- [Task inputs]
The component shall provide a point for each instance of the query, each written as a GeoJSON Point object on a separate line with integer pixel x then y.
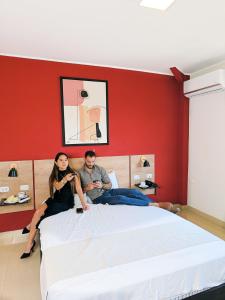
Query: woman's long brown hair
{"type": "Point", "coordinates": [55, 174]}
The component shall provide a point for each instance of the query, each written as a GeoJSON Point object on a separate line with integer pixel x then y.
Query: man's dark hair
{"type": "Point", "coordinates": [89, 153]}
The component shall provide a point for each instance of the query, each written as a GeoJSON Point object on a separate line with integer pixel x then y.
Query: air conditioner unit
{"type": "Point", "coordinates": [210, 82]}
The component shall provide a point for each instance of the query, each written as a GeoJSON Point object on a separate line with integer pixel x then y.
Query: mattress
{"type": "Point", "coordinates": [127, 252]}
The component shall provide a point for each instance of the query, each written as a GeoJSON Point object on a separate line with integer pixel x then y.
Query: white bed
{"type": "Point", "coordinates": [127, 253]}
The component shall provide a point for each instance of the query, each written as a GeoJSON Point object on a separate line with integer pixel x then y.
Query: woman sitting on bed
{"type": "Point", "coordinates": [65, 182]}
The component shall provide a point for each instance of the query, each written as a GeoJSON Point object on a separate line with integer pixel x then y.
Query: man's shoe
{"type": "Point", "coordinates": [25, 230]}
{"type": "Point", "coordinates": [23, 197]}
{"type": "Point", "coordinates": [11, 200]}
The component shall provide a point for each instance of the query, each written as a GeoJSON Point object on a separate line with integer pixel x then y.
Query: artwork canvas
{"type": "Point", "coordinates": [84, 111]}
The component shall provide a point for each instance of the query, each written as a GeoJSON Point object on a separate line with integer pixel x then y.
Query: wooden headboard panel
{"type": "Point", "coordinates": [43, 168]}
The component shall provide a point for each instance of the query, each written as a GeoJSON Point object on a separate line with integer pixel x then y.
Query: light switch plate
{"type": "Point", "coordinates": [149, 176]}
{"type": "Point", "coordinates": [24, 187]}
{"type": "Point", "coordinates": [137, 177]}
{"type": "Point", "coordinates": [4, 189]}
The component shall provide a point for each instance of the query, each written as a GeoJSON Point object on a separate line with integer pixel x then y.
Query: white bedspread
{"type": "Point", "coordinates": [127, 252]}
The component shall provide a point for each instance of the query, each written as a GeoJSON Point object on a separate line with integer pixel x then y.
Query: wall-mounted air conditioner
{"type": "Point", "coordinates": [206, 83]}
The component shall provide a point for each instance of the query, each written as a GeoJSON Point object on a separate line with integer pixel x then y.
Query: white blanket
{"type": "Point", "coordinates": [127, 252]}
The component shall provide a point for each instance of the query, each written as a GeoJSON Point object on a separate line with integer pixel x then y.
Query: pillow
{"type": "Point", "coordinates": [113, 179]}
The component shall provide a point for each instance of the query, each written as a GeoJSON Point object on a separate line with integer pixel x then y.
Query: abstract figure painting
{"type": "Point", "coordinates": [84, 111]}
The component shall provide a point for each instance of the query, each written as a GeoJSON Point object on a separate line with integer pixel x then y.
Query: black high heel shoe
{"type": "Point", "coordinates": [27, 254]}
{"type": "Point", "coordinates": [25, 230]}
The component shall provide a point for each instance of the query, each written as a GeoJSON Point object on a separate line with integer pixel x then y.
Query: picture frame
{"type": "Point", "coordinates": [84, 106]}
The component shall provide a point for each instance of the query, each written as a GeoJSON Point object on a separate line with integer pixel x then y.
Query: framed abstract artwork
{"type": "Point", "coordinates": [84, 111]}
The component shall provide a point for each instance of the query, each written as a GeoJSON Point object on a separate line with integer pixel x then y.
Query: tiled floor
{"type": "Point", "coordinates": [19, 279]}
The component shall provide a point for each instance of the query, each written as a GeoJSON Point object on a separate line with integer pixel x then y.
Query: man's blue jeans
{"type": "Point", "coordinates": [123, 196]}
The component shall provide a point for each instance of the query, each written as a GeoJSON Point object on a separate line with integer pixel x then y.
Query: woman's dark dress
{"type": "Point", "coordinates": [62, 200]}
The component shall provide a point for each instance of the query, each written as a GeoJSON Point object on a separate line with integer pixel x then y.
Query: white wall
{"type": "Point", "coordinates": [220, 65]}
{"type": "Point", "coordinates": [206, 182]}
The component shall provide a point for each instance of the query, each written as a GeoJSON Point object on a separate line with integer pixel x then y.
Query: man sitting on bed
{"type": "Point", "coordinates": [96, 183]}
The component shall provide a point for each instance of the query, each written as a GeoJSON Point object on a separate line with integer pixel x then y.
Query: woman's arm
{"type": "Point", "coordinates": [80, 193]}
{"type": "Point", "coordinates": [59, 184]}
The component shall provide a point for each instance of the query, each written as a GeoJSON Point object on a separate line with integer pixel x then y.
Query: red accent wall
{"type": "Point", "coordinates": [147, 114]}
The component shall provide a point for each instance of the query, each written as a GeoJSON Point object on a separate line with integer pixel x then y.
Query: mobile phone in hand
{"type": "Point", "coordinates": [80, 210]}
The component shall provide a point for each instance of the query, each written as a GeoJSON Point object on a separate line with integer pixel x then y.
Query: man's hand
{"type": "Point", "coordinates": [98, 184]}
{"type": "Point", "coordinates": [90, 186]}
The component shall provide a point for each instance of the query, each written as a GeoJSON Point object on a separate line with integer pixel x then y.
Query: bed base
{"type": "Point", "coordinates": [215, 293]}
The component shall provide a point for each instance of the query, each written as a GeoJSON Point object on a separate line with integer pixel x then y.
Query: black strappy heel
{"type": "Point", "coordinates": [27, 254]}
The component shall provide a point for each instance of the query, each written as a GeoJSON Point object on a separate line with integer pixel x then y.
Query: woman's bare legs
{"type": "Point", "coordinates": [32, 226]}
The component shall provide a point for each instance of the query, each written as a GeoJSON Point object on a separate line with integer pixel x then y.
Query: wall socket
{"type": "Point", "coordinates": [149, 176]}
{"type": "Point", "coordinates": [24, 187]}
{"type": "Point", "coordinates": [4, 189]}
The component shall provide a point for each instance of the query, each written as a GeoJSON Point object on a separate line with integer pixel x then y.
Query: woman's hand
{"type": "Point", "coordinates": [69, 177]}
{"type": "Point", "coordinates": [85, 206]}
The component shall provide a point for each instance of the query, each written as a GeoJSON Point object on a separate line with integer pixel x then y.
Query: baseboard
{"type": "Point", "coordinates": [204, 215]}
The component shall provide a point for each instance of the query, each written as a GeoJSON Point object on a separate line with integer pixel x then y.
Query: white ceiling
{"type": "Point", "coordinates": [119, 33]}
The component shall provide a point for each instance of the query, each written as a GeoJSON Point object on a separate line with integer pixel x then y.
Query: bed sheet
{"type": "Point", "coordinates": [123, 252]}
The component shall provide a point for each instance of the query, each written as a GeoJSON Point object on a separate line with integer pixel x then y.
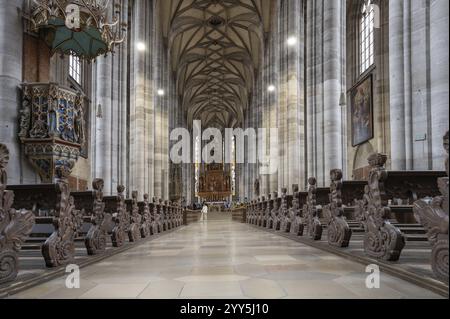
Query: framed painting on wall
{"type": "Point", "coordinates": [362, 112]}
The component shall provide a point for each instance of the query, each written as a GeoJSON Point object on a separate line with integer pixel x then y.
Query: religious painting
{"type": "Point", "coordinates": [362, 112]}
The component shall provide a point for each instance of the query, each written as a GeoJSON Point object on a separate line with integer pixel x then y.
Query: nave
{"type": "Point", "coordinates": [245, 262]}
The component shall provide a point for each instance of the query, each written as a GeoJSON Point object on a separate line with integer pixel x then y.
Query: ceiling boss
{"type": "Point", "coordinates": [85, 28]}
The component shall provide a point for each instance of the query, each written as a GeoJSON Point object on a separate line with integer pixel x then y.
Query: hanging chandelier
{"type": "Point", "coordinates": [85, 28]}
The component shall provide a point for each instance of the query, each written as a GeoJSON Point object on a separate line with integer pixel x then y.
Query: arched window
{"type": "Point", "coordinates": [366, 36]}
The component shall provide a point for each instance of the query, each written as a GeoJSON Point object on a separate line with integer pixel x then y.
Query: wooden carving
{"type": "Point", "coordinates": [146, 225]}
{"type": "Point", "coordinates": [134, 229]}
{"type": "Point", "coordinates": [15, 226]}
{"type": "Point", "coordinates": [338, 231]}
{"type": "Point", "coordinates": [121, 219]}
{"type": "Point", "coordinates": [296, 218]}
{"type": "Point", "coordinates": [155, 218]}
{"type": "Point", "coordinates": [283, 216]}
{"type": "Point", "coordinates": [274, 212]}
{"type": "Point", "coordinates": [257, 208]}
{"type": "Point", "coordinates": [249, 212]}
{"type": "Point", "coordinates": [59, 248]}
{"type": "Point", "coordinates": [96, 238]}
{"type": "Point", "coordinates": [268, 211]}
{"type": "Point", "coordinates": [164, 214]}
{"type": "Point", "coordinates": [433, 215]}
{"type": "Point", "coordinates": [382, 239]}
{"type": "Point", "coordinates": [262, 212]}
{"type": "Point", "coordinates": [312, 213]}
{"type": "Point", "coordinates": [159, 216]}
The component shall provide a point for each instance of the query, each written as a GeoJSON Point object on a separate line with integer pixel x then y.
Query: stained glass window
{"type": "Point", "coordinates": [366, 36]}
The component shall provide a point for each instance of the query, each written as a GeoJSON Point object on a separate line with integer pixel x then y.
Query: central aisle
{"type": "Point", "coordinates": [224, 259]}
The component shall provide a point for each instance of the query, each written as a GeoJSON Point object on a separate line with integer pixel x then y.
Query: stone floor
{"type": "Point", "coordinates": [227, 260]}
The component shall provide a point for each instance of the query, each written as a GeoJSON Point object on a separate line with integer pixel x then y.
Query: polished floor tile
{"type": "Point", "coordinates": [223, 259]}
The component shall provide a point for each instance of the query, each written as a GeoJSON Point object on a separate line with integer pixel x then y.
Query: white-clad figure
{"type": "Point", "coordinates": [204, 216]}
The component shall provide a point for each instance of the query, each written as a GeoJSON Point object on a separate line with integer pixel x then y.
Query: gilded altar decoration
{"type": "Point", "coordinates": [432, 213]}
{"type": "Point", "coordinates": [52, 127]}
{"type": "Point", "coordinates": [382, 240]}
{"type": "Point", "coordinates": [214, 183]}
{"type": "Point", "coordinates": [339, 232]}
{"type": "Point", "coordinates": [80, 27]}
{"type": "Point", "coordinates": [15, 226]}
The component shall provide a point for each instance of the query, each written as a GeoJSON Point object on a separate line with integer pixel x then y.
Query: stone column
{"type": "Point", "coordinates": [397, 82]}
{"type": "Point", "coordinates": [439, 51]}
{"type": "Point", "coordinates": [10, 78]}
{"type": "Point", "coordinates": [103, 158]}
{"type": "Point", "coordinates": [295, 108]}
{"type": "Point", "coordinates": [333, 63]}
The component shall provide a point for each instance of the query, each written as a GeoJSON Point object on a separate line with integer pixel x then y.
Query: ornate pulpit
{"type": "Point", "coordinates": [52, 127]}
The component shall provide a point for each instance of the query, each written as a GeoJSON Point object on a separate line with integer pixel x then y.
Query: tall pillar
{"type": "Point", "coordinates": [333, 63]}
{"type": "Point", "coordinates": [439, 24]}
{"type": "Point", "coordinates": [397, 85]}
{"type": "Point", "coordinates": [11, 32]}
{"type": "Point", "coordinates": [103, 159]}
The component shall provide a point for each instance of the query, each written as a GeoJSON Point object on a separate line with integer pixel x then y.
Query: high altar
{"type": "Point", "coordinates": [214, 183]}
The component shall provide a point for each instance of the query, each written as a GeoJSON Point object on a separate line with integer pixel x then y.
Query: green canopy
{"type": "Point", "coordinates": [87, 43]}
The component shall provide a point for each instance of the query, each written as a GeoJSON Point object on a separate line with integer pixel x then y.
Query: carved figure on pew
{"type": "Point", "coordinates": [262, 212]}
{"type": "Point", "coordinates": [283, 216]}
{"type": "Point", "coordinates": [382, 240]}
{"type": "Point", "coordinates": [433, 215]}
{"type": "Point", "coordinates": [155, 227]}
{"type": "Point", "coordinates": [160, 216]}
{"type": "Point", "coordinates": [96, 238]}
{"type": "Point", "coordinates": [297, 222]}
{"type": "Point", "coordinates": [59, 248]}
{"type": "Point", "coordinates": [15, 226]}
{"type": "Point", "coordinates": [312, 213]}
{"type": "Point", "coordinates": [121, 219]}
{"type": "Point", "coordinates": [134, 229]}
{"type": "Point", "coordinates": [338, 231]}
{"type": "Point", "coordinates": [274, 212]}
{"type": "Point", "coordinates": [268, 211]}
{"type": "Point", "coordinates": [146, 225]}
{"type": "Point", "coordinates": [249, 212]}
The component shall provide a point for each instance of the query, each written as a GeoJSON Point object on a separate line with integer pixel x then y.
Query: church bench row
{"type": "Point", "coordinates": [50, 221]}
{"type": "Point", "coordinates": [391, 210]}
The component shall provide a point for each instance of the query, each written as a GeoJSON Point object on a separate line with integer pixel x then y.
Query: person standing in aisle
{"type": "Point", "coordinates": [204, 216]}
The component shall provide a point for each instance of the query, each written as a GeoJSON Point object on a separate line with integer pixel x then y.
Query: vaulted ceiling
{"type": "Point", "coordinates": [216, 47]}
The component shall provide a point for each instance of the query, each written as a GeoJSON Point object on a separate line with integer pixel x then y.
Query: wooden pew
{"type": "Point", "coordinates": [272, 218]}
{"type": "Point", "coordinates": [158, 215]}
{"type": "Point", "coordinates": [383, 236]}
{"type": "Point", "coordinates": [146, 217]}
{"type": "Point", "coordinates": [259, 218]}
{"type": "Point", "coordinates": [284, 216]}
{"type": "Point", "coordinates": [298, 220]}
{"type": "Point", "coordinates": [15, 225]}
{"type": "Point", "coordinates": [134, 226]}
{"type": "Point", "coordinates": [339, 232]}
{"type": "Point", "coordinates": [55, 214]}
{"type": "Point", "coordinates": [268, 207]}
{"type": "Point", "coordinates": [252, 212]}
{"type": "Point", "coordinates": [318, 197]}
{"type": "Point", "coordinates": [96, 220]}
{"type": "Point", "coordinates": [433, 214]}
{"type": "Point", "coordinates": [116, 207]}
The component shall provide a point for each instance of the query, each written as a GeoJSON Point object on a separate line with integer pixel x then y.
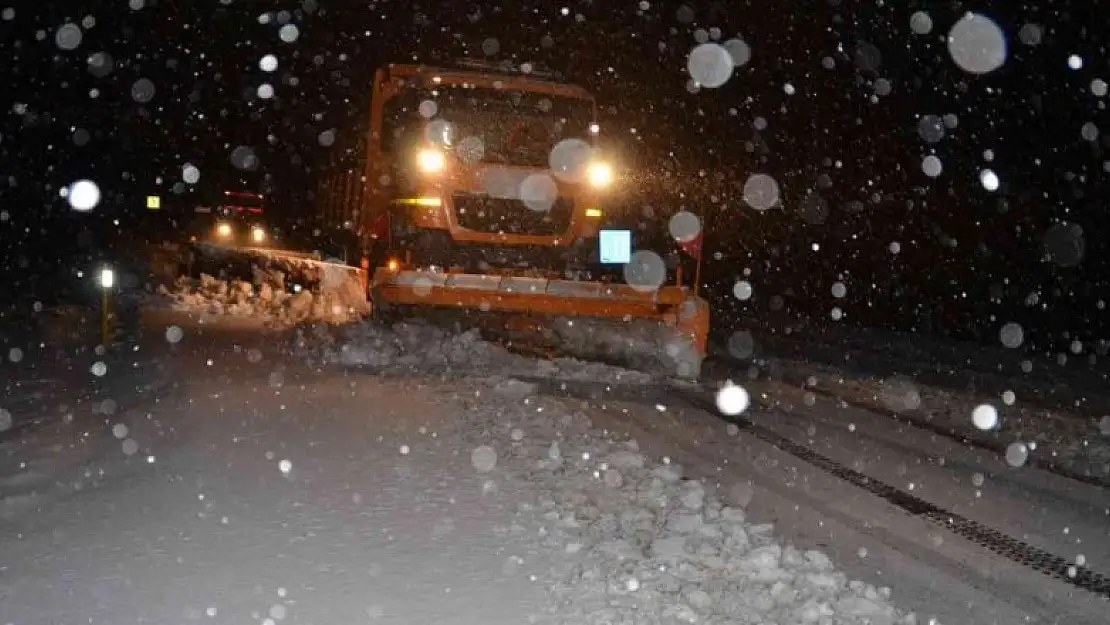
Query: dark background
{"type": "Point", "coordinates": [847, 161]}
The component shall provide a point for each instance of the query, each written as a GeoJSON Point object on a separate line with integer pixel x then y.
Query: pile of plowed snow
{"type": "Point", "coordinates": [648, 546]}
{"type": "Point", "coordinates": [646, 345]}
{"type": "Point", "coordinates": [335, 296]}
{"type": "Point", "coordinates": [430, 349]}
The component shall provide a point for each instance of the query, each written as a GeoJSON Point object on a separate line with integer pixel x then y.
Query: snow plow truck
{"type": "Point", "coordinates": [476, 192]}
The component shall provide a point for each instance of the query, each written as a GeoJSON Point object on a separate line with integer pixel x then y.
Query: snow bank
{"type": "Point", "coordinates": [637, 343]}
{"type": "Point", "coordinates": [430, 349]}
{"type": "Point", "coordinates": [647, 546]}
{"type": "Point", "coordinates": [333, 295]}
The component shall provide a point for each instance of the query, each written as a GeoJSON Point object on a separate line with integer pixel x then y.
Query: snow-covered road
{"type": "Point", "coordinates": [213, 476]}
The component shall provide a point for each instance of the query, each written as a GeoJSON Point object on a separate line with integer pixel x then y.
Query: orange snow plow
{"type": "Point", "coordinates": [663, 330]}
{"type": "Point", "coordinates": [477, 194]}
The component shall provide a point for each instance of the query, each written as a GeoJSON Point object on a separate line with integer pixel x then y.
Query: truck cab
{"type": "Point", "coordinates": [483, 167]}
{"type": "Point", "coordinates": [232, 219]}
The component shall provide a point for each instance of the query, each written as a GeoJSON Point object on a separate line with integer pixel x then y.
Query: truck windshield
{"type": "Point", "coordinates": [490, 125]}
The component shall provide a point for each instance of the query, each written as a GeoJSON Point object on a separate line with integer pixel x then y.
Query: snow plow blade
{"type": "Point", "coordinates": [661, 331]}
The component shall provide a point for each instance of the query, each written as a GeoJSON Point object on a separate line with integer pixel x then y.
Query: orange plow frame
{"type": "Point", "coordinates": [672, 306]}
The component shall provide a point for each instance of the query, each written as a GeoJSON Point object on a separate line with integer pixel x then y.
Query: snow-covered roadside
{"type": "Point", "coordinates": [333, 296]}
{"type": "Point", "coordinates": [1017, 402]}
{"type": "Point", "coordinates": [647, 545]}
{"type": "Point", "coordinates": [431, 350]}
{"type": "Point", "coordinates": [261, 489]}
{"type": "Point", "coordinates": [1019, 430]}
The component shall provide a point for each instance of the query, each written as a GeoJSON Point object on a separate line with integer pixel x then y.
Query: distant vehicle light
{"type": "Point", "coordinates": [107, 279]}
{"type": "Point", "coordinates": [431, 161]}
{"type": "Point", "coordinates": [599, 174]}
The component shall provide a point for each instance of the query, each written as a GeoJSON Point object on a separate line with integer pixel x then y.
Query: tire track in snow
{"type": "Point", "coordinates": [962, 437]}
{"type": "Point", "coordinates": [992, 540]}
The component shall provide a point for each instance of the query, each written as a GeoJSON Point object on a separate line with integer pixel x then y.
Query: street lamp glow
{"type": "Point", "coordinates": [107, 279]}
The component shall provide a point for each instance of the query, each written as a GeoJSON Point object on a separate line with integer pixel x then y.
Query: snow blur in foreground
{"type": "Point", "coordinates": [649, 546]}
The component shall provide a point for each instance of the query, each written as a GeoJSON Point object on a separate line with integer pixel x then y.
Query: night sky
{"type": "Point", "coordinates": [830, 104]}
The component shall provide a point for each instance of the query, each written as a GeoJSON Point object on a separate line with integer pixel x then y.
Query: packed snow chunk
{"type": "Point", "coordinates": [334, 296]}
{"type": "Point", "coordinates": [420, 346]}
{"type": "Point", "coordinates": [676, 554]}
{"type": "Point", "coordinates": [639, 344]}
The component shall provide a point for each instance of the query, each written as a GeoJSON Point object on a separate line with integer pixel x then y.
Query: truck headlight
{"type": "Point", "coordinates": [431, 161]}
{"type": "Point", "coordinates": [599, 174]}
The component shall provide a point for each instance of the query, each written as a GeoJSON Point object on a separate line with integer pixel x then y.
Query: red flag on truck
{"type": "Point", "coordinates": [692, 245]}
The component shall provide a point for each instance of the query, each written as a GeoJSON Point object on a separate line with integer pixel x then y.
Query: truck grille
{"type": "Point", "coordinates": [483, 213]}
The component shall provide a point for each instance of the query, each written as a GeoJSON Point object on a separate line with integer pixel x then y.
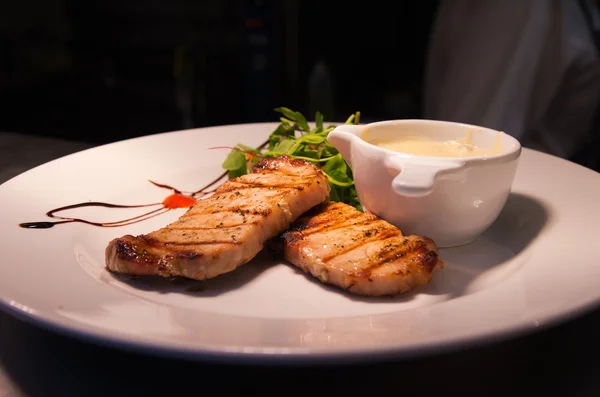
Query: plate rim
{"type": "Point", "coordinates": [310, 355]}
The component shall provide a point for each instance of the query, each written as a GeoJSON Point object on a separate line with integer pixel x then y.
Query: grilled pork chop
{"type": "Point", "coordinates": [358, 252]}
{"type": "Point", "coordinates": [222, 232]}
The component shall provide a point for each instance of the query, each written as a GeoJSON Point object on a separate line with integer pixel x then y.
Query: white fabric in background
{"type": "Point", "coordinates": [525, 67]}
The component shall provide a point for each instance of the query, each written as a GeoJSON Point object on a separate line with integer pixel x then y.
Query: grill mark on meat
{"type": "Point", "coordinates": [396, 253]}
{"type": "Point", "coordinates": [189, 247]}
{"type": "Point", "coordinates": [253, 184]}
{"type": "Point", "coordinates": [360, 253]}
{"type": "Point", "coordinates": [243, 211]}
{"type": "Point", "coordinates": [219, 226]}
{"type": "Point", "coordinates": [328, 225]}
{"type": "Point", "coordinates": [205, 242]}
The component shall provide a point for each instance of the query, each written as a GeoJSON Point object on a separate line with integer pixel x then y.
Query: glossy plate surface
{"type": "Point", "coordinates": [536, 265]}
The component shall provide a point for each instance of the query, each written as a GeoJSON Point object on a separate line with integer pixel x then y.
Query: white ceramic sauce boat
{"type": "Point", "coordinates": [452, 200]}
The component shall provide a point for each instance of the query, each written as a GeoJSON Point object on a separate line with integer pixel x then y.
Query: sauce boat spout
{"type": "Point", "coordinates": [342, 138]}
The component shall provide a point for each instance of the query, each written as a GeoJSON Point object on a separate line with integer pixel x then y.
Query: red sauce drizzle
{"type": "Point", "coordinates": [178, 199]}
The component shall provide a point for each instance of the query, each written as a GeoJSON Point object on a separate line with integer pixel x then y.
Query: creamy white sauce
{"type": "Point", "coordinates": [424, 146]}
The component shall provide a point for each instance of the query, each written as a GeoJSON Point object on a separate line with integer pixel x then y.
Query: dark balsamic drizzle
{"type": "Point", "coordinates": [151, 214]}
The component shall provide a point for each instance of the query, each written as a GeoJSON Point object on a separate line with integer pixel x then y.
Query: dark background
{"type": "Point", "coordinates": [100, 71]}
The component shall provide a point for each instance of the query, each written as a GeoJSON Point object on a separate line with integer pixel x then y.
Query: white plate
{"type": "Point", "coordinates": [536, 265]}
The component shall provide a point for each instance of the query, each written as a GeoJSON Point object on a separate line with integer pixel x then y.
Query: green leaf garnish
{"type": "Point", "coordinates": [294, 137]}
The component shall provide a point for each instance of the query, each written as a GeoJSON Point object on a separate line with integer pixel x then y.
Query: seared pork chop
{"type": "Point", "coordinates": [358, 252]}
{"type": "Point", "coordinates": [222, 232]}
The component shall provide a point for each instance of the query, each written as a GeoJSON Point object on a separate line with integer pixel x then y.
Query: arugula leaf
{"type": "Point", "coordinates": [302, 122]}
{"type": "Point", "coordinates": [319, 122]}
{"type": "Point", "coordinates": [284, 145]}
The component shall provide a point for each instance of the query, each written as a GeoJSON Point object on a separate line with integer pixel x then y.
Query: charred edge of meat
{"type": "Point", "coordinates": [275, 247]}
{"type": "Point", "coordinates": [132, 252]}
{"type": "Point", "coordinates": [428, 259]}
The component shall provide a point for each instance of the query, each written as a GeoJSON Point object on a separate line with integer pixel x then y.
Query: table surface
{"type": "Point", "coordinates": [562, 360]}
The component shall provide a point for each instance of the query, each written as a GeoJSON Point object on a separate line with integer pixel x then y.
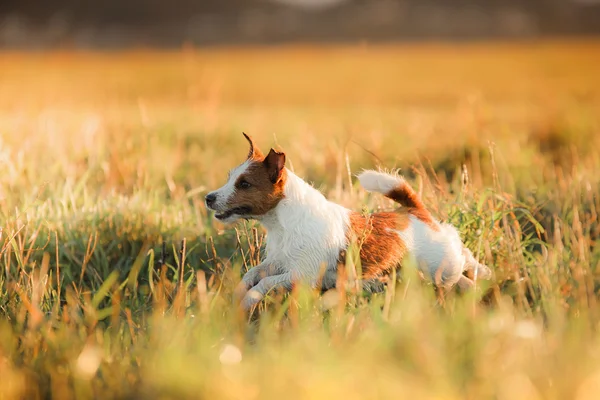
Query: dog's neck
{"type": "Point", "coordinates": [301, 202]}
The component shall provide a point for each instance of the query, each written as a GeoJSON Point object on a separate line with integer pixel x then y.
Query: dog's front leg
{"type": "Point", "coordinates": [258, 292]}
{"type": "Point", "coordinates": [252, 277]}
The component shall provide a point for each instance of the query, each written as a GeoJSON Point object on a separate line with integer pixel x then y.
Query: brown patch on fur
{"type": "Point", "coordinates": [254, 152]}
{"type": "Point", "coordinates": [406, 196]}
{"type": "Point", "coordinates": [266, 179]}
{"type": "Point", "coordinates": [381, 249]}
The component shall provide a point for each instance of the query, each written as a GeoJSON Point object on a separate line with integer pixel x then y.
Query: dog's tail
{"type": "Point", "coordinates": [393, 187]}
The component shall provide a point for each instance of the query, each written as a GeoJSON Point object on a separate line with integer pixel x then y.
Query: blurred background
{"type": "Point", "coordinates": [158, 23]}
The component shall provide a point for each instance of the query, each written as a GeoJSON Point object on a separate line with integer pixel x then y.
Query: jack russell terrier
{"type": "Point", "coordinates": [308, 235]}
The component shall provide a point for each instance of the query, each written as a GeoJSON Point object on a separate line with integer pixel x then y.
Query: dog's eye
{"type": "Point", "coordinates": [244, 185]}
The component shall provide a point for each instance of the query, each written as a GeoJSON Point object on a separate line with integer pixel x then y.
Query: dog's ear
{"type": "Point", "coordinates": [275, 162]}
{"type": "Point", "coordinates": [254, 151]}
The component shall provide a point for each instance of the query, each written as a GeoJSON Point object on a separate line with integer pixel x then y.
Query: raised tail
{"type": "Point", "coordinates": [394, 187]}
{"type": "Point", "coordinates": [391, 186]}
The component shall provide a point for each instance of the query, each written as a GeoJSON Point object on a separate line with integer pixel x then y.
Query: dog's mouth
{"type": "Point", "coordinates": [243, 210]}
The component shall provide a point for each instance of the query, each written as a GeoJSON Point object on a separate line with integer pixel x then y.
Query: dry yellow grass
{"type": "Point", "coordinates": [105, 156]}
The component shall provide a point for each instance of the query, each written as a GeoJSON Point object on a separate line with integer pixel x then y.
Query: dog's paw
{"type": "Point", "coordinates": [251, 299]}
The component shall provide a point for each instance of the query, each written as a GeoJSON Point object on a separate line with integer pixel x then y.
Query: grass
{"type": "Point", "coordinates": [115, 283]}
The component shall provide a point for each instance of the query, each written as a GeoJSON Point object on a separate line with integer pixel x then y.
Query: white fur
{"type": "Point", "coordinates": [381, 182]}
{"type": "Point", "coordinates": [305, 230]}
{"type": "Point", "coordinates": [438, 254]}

- [Given instruction]
Please pull out each line of the records above that contains the string "leaf". Case counts.

- [Final result]
Query: green leaf garnish
Query: arugula leaf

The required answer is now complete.